_WHAT THE TASK ASKS_
Rewrite the lines of the entries below as a numbered list, from the line with "Question. Locate the red train" to the line with "x=410 y=245", both of those lines included. Leave out any blank lines.
>>>>
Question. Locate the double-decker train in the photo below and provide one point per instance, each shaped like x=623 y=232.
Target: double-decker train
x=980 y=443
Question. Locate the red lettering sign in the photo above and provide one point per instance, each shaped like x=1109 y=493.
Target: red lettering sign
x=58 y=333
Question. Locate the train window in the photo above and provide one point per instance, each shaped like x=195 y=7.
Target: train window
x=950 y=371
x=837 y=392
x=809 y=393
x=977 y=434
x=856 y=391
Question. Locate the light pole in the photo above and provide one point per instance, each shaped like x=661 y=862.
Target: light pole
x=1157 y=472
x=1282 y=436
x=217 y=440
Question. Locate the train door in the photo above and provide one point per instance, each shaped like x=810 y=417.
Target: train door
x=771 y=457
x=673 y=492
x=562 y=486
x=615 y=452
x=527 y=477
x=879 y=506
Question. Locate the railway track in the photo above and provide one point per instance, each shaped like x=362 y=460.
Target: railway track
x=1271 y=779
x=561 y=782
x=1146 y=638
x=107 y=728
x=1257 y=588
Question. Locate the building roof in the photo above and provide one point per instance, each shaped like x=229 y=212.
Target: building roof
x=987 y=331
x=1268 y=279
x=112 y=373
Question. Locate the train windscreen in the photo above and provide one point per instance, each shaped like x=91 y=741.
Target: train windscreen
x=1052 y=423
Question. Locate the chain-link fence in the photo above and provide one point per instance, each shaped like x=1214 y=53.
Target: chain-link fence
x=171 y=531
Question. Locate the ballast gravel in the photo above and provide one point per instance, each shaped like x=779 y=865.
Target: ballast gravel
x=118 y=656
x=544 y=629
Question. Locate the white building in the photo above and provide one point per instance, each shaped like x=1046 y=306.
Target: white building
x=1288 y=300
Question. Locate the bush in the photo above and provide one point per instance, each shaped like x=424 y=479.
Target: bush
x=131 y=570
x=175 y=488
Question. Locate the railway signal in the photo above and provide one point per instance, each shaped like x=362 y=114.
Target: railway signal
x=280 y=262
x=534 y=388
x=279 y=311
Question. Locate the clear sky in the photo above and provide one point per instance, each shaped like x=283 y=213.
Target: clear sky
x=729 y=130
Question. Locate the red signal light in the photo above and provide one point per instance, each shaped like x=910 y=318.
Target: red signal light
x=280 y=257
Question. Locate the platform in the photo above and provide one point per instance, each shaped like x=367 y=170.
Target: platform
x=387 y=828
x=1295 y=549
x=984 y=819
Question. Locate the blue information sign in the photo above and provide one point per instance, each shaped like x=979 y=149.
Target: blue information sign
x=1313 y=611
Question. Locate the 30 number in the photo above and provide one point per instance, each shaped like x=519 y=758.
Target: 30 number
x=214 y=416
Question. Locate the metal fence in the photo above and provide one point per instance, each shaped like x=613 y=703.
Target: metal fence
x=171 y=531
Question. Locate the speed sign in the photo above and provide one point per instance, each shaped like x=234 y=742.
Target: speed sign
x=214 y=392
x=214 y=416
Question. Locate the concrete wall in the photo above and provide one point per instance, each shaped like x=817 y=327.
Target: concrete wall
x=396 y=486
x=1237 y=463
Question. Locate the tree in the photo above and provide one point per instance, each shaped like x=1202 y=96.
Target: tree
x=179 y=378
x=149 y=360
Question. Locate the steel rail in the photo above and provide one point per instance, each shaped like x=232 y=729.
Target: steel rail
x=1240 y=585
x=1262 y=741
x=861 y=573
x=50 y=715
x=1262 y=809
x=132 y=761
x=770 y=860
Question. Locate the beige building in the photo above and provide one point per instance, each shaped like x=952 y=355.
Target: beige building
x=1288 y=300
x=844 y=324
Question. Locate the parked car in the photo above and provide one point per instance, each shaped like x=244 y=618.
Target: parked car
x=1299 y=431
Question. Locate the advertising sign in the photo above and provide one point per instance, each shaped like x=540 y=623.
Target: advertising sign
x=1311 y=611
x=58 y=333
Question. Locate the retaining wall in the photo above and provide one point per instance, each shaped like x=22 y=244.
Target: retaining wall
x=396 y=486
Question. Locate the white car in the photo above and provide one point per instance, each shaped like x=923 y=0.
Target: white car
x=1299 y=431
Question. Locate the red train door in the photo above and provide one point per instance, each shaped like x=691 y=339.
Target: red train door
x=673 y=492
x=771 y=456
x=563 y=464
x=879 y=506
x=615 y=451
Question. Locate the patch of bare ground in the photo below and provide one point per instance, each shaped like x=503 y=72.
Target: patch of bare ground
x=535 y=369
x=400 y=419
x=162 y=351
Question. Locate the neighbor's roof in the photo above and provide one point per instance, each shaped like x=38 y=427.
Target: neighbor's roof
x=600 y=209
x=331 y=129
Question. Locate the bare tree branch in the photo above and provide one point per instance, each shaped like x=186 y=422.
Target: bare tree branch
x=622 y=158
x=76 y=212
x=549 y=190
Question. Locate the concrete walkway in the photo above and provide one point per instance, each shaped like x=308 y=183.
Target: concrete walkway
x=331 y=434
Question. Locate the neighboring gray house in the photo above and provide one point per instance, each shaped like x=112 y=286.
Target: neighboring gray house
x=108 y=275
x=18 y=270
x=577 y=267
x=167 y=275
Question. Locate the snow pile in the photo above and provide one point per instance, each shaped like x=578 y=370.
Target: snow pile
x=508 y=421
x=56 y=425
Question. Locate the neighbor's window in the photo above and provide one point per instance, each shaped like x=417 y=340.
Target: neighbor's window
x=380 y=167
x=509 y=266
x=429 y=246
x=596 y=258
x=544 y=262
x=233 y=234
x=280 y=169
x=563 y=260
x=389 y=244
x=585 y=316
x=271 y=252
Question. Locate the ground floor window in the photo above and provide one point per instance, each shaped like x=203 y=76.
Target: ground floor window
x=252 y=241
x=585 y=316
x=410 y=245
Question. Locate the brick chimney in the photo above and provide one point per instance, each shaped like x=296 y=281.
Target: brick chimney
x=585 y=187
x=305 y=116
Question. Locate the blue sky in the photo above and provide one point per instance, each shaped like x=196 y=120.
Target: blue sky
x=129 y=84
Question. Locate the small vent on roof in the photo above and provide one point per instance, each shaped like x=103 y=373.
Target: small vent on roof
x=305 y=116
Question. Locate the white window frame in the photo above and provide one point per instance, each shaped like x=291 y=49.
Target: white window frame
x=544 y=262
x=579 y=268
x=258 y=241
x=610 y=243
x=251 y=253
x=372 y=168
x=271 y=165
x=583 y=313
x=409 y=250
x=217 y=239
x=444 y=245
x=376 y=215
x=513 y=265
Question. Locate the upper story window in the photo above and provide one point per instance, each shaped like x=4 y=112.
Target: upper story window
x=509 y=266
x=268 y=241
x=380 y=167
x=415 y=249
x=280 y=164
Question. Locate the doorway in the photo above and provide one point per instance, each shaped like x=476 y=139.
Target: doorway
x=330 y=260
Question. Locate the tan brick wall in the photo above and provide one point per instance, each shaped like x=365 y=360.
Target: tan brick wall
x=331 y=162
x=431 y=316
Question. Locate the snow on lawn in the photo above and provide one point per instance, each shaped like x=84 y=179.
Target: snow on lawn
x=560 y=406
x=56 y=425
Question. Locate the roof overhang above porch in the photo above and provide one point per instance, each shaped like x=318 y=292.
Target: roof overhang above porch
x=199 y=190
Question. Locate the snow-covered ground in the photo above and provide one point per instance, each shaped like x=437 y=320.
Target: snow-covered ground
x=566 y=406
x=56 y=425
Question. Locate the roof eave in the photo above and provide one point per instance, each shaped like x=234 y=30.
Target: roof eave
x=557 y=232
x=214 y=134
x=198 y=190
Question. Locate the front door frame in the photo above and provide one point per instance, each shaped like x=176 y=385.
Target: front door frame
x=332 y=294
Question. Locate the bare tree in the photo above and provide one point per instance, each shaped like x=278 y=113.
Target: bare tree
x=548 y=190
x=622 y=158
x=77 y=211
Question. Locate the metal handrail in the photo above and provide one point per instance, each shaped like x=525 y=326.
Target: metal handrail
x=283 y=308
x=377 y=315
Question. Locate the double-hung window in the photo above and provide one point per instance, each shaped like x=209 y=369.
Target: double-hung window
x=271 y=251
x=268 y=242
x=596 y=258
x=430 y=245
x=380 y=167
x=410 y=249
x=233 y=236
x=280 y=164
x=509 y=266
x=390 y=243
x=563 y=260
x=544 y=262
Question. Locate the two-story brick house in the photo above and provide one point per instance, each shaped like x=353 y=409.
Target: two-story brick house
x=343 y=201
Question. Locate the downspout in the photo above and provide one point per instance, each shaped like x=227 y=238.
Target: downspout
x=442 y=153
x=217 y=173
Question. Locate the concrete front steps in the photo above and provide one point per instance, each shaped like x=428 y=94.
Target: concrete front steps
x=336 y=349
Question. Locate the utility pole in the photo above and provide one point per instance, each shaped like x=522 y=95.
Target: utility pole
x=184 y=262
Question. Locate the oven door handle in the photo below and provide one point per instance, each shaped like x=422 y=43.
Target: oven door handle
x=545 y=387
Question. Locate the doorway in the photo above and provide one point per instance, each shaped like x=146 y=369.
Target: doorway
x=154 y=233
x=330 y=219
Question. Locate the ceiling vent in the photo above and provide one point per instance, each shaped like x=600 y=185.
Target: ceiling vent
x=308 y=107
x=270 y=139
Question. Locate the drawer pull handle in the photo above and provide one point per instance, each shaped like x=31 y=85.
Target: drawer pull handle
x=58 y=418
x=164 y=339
<<<<
_SOLVED PROBLEM_
1. Question. Locate the red train door in the photo above and provide one point per instance, each shaped like x=691 y=339.
2. Target: red train door
3. x=673 y=492
4. x=771 y=456
5. x=563 y=464
6. x=879 y=506
7. x=615 y=451
8. Question. Locate the patch of bare ground in the photo below and provide one point per instance, each shaped like x=503 y=72.
9. Target: patch of bare ground
10. x=535 y=369
11. x=400 y=419
12. x=162 y=351
13. Question. Locate the neighbor's roof in the photo above and provide one point per instance, each shaped like x=38 y=427.
14. Target: neighbor's roof
15. x=600 y=209
16. x=331 y=129
17. Question. Locate the bare tree branch in the photo above and provide one point per instance, each shaped like x=186 y=422.
18. Target: bare tree branch
19. x=622 y=158
20. x=76 y=212
21. x=549 y=190
22. Question. Locate the concrete walkway in the photo above and provide one point per instance, each shaped like x=308 y=183.
23. Target: concrete walkway
24. x=331 y=434
25. Question. Locate the neighboring gray house in the photo above and provide one point per instance, each shaped like x=112 y=286.
26. Target: neighboring gray house
27. x=108 y=275
28. x=18 y=270
29. x=577 y=267
30. x=167 y=275
31. Question. Locate the snow pile in the photo above and provide one point per instance, each shaped like x=578 y=370.
32. Target: snow pile
33. x=508 y=421
34. x=56 y=425
35. Question. Locate the neighbor's window in the photo above and provide one point per instance, each shaped like x=417 y=340.
36. Target: neighbor's window
37. x=380 y=167
38. x=509 y=266
39. x=429 y=246
40. x=596 y=258
41. x=544 y=262
42. x=233 y=234
43. x=280 y=169
44. x=563 y=260
45. x=389 y=244
46. x=585 y=316
47. x=271 y=252
48. Question. Locate the ground floor window in the photo above and provide one point per instance, each shaped like x=203 y=76.
49. Target: ground floor window
50. x=252 y=241
51. x=585 y=316
52. x=410 y=245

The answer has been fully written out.